Copy the material below verbatim, beginning at the line that contains "Class, locate every instance of the red banner" and continuing through the final line of the material.

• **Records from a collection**

┄┄┄┄┄┄┄┄┄┄

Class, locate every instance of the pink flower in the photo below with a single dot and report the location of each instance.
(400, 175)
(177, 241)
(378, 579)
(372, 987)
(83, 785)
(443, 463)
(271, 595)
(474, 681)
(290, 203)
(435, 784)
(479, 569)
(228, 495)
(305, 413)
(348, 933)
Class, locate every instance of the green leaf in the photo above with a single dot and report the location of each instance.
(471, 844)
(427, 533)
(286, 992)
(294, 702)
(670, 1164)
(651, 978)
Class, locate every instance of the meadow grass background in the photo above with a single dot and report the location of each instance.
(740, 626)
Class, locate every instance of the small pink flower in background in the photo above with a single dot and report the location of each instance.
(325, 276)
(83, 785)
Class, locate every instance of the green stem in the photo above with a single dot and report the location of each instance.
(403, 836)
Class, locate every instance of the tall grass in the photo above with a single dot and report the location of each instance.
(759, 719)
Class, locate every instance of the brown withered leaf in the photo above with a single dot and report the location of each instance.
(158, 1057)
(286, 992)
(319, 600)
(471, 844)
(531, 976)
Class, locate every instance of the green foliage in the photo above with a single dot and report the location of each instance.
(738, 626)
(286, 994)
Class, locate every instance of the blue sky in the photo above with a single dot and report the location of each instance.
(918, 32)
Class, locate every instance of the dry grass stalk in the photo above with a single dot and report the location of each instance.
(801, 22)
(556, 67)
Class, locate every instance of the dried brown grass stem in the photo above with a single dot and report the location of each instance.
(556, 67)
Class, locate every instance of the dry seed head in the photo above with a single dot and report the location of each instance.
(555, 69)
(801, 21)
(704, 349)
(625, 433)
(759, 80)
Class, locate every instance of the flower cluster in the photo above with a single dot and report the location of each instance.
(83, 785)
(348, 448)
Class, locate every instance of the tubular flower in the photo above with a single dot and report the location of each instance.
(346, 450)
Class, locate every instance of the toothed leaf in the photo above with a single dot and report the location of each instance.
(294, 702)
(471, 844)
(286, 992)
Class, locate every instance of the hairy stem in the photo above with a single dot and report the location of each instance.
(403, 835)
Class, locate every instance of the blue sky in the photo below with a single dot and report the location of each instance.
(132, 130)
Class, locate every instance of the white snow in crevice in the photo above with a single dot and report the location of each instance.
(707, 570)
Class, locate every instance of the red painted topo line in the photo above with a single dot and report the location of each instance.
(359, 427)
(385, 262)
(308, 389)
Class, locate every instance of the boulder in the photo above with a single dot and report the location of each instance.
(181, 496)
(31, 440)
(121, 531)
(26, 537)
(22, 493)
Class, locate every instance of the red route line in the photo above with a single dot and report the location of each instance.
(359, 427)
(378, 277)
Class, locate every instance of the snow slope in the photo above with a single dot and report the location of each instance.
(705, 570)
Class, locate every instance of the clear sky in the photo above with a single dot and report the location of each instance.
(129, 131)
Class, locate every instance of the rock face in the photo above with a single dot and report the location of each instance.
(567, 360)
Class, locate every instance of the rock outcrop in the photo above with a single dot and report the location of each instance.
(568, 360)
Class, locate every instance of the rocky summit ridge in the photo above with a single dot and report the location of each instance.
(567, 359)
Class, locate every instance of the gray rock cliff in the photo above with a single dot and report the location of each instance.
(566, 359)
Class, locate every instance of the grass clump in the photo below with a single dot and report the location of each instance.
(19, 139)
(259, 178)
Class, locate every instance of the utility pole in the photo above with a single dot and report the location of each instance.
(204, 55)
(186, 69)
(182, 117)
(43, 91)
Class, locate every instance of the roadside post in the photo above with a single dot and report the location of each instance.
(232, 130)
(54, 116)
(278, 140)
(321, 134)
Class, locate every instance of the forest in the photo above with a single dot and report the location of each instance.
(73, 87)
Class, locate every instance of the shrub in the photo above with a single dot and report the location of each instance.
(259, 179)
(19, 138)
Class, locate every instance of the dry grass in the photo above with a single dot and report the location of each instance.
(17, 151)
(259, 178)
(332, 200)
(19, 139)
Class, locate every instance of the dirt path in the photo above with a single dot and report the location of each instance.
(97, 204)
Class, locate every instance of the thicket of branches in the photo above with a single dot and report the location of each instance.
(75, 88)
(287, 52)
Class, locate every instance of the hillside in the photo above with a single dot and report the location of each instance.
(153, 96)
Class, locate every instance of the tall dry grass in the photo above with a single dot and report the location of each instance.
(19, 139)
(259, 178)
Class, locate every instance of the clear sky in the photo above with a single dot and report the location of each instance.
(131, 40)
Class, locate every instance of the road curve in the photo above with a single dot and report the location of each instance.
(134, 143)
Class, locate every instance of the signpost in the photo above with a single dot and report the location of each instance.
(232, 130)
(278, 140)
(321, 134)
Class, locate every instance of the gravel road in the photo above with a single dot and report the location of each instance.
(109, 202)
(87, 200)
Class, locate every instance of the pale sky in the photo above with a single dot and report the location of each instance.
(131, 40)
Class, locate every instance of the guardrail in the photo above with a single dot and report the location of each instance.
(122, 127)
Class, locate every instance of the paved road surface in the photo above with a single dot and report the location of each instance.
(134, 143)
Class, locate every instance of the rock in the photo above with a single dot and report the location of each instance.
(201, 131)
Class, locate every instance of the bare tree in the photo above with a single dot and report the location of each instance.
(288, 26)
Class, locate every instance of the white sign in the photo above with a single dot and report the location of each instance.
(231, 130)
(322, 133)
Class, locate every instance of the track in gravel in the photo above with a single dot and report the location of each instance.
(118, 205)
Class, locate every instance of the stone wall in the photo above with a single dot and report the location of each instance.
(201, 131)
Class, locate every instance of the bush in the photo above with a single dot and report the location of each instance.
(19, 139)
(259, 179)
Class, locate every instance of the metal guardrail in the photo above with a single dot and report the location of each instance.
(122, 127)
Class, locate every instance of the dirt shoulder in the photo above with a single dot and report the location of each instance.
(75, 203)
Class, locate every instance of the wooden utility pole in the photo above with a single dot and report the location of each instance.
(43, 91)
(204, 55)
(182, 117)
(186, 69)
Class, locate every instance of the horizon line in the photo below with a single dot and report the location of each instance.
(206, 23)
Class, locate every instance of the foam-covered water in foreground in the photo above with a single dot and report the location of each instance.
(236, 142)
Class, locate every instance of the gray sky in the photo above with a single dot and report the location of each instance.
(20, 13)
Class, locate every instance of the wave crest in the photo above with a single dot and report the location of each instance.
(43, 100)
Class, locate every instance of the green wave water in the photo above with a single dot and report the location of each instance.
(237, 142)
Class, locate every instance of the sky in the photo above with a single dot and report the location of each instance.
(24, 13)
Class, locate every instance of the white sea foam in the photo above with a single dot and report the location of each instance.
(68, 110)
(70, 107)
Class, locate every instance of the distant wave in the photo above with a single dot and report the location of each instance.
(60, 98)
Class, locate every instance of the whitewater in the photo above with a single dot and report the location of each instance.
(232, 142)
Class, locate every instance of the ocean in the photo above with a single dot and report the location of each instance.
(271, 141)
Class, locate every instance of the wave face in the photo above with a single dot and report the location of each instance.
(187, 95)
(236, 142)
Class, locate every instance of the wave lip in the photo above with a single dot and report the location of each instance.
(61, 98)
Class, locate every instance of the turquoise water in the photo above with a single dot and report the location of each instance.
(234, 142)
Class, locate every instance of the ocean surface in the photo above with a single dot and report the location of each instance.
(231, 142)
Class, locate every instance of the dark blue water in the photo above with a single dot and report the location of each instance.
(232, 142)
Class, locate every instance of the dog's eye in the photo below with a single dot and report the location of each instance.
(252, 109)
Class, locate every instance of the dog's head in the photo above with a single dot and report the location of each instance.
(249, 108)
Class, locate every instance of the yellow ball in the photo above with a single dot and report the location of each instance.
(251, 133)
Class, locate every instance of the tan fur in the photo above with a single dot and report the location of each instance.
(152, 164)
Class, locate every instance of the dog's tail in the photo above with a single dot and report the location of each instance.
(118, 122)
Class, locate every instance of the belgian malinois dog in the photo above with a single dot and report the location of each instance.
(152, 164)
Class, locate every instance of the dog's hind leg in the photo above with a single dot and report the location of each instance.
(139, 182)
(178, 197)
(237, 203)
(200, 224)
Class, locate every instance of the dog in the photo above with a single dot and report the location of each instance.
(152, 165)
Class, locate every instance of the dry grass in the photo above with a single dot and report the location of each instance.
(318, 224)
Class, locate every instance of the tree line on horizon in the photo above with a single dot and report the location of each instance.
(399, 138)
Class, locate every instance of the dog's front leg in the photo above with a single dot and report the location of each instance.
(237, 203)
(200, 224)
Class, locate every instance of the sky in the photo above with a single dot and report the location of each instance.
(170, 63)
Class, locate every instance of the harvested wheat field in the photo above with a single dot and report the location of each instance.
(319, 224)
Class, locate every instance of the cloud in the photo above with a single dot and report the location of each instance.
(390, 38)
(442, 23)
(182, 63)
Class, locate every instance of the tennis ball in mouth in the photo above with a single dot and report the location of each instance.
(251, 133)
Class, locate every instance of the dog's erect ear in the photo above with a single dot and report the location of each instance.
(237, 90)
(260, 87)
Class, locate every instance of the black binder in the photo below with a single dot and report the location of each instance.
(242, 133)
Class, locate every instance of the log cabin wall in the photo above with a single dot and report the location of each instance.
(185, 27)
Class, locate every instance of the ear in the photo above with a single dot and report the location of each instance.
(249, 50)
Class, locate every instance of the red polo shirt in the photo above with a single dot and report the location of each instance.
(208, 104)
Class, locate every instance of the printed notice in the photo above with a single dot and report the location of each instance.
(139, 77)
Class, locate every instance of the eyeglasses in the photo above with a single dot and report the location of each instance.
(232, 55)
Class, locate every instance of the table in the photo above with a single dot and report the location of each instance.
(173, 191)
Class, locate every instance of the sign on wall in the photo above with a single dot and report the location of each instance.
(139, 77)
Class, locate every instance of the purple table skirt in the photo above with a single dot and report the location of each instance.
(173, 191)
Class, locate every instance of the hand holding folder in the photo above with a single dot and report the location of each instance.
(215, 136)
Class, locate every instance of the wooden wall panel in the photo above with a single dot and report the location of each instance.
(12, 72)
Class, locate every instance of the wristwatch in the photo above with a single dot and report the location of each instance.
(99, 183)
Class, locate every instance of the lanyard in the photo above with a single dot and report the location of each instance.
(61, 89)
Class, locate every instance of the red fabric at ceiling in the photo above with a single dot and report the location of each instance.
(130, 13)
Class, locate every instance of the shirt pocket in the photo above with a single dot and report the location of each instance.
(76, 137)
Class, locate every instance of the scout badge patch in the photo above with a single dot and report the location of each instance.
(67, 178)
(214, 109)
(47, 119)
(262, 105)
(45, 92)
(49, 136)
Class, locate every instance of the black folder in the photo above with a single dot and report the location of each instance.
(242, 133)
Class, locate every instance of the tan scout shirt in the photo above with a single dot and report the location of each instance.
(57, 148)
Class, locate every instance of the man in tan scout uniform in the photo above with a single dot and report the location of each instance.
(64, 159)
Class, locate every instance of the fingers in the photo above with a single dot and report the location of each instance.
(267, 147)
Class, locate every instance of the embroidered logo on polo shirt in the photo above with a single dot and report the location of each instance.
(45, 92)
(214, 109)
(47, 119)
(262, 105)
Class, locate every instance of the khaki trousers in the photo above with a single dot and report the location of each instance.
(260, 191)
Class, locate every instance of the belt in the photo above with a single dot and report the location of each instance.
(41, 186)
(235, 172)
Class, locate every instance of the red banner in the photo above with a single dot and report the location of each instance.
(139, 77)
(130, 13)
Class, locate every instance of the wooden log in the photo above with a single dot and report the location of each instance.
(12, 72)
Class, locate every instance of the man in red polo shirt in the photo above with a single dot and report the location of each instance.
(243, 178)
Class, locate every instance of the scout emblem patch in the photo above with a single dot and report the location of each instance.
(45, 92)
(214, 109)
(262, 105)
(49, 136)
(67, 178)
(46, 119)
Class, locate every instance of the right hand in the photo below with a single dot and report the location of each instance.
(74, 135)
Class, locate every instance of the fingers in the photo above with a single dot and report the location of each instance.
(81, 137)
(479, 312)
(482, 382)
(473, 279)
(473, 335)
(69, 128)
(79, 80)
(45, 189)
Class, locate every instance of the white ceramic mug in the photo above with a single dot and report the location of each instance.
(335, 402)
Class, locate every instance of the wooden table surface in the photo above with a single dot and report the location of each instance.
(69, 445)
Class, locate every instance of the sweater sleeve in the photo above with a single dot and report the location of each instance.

┄┄┄┄┄┄┄┄┄┄

• **TASK OUTPUT**
Class, locate every instance of the red banner in the photo above with a single dot and report the location of each instance.
(139, 77)
(130, 13)
Class, locate every instance of the wooden log in the photo above with a single dot and report the location of each instance.
(12, 72)
Class, locate every instance of the man in red polo shirt in the photo above with a single dot and report the location of each instance.
(243, 178)
Class, locate every instance of the scout emblem patch in the photo above with a single dot and report the location of each instance.
(45, 92)
(214, 109)
(262, 105)
(49, 136)
(67, 178)
(46, 119)
Class, locate every instance of the right hand in the photo below with a single dot and report the location of each instance.
(74, 135)
Class, locate every instance of the fingers in the photo above with a single dot and report the location of each instance.
(81, 137)
(479, 312)
(482, 382)
(473, 279)
(473, 335)
(69, 128)
(79, 80)
(45, 189)
Class, locate every instance of the white ceramic mug in the photo above with a single dot and report the location of each instance.
(335, 402)
Class, locate every instance of the wooden table surface in the photo above with a single dot and report the location of each instance.
(69, 445)
Class, locate every instance of the sweater sleeve in the photo above with a single dot and report the location of each instance.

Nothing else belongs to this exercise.